SOURCE PASSAGE Block Start

Health

How to Tell If Your Binge Drinking Friend Is an Alcoholic

September 28th 2015

How do you know if someone you care about is just someone who likes to drink, or if they have sunk deep into the morass of alcoholism? How do you know when one is turning into the other? And, perhaps the hardest question, how do you help them?

According to the National Institute on Alcohol Abuse and Alcoholism (NIAAA), 7.1 percent, or 17 million U.S. adults suffer from "alcohol use disorder"—the medical description of alcoholism. Symptoms of alcohol abuse include withdrawal—more intrusive and severe hangovers eventually become potentially fatal delirium tremens—and an increasing inability to control one’s drinking, even after trying to cut down.

Yet, how do we differentiate between self-described “drinkers” and people with serious alcohol problems? As it turns out, the distinction is primarily one of degree. When it comes to substance abuse, alcohol can quickly transform from an enabler of "bad" collegiate behavior, into the controlling force in one’s life.

Why people may be predisposed to be alcoholics.

Some alcoholics may begin as college drinkers. Countless public health problems have been attributed to college binge drinking, including alcohol poisoning, sexual assault, and drunk driving. But research into the connection (PDF) between college binge drinking and alcoholism remains inconclusive; while most can certainly bring to mind college friends who were more often than not inebriated, we would likely not describe all of those same people as alcoholics today.

SOURCE PASSAGE Block End

» WHAT IS EXPECTED: Copy out the entire article on binge drinking and alcoholism word for word. The data that comes next has no connection to the article on binge drinking and alcoholism.

GIVEN DATA Block Start

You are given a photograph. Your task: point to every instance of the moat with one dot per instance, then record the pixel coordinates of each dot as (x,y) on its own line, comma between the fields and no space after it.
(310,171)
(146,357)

GIVEN DATA Block End

» EXPECTED ANSWER:
Health

How to Tell If Your Binge Drinking Friend Is an Alcoholic

September 28th 2015

How do you know if someone you care about is just someone who likes to drink, or if they have sunk deep into the morass of alcoholism? How do you know when one is turning into the other? And, perhaps the hardest question, how do you help them?

According to the National Institute on Alcohol Abuse and Alcoholism (NIAAA), 7.1 percent, or 17 million U.S. adults suffer from "alcohol use disorder"—the medical description of alcoholism. Symptoms of alcohol abuse include withdrawal—more intrusive and severe hangovers eventually become potentially fatal delirium tremens—and an increasing inability to control one’s drinking, even after trying to cut down.

Yet, how do we differentiate between self-described “drinkers” and people with serious alcohol problems? As it turns out, the distinction is primarily one of degree. When it comes to substance abuse, alcohol can quickly transform from an enabler of "bad" collegiate behavior, into the controlling force in one’s life.

Why people may be predisposed to be alcoholics.

Some alcoholics may begin as college drinkers. Countless public health problems have been attributed to college binge drinking, including alcohol poisoning, sexual assault, and drunk driving. But research into the connection (PDF) between college binge drinking and alcoholism remains inconclusive; while most can certainly bring to mind college friends who were more often than not inebriated, we would likely not describe all of those same people as alcoholics today.